WHAT THE EXERCISE ASKS:
The answer should be one number only, namely how many lines of the records hold the word "frame".

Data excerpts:
────────────────────

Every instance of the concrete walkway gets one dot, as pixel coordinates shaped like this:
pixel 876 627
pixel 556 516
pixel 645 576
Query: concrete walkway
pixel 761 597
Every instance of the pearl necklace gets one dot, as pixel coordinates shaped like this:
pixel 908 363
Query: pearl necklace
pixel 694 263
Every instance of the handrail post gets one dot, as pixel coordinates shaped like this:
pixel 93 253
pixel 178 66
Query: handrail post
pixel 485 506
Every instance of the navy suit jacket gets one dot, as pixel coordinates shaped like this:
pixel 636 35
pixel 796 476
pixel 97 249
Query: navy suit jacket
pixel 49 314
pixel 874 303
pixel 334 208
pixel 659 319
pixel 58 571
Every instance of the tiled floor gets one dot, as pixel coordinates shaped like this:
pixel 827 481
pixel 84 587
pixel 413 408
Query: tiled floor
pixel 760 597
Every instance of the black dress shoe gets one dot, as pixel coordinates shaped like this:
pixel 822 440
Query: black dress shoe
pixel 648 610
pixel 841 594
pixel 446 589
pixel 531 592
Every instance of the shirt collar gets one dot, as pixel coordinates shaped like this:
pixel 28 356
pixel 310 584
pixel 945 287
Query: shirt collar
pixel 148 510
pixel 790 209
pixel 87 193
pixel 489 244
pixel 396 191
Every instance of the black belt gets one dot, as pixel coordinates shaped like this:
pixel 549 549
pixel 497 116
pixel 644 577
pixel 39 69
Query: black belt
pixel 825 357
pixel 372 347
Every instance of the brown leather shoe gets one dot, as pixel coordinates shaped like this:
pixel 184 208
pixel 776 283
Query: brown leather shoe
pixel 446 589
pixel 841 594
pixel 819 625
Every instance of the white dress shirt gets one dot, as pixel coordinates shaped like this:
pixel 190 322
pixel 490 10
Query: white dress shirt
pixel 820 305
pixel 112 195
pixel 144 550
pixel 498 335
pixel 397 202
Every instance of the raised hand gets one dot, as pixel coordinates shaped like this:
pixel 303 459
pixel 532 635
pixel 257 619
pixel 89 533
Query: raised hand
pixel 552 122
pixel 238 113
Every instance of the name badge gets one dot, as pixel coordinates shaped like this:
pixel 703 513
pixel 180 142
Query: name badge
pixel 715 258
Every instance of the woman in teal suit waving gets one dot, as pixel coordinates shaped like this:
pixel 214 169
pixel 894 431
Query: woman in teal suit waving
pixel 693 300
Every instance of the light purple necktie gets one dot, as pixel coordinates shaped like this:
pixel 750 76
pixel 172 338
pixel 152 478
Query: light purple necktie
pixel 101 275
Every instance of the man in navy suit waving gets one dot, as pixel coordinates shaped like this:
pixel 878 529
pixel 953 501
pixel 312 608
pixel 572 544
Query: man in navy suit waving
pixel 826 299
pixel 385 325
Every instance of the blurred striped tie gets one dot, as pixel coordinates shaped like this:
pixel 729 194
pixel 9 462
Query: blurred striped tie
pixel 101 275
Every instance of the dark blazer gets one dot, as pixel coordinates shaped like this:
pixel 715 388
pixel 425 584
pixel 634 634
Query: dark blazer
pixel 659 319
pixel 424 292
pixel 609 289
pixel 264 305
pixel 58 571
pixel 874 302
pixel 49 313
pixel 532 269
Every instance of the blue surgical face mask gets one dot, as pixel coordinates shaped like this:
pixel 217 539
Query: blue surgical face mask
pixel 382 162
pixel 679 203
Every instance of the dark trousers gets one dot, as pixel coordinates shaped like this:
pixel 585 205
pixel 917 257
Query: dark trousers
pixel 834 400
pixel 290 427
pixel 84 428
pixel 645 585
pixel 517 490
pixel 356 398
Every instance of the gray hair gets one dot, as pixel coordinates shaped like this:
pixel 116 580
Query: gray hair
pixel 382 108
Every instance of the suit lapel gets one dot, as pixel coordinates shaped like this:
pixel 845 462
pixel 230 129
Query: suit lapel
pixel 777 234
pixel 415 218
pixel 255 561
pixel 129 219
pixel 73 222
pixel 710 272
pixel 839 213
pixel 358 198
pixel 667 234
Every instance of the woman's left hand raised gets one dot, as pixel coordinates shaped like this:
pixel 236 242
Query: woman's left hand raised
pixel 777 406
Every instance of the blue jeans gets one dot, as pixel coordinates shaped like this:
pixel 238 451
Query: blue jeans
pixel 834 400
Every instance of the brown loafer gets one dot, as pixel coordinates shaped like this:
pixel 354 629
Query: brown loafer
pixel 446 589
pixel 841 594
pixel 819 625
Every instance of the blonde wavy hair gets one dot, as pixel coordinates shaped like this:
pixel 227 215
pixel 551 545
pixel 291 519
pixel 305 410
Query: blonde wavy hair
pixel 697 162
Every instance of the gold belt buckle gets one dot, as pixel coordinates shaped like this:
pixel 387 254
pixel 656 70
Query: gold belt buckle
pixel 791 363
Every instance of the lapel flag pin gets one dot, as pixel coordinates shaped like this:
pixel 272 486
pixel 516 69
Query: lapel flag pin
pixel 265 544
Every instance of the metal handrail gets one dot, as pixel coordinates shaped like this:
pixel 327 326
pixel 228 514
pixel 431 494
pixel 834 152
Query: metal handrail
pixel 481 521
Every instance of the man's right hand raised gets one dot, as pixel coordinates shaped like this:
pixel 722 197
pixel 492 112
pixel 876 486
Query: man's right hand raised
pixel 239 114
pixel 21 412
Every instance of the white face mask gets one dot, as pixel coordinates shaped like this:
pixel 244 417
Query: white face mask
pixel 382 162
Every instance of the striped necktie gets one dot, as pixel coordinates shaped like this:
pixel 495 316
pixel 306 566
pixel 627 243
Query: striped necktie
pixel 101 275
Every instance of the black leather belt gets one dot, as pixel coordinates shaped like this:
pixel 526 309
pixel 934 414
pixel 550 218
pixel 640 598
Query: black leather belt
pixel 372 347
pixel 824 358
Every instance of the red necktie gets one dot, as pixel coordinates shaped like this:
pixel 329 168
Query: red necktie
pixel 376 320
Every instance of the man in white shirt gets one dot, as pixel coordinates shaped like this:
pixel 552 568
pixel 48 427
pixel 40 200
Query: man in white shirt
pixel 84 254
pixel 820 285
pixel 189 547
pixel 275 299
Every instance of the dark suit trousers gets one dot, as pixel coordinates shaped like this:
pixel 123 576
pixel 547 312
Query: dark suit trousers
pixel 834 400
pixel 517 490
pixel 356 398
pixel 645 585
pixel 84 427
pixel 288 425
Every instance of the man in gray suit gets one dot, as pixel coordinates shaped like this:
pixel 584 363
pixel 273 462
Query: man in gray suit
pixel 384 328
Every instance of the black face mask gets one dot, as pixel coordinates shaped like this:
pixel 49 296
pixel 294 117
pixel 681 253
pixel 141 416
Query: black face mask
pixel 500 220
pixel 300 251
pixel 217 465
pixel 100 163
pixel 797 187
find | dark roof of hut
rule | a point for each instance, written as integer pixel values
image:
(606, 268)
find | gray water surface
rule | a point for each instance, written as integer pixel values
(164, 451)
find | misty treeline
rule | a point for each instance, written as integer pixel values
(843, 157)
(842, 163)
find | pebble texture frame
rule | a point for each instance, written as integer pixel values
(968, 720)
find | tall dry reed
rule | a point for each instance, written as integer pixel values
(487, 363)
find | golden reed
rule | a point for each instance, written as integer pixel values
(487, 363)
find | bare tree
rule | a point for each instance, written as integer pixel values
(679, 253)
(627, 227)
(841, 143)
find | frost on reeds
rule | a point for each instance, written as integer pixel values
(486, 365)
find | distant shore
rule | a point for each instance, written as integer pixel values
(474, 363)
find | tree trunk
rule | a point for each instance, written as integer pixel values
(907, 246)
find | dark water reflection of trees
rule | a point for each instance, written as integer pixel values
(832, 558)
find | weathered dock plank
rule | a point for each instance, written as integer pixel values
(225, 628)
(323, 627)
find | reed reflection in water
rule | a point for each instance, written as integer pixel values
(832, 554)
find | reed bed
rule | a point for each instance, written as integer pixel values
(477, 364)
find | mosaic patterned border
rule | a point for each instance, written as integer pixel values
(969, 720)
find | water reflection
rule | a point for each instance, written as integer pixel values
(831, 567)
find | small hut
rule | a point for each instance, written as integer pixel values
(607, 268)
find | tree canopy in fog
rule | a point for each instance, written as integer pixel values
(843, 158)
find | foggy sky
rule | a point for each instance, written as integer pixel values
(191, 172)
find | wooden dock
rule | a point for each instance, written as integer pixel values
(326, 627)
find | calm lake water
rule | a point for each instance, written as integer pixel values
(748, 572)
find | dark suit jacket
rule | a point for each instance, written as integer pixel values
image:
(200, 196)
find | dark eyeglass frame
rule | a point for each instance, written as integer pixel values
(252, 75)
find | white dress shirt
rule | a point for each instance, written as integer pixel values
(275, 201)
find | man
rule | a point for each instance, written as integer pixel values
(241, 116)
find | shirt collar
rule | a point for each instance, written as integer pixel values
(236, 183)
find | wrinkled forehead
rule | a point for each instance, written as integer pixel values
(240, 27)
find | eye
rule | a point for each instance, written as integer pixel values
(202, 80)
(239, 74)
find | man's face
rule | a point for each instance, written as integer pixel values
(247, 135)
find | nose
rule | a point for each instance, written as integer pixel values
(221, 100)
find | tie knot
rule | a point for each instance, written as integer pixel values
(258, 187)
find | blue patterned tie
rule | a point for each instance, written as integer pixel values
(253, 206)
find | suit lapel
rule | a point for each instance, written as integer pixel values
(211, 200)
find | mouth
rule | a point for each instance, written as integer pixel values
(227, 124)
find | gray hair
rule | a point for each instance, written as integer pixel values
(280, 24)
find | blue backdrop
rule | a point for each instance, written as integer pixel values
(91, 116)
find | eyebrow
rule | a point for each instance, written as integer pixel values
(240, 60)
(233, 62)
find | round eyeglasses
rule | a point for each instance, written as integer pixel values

────────────────────

TASK ANSWER:
2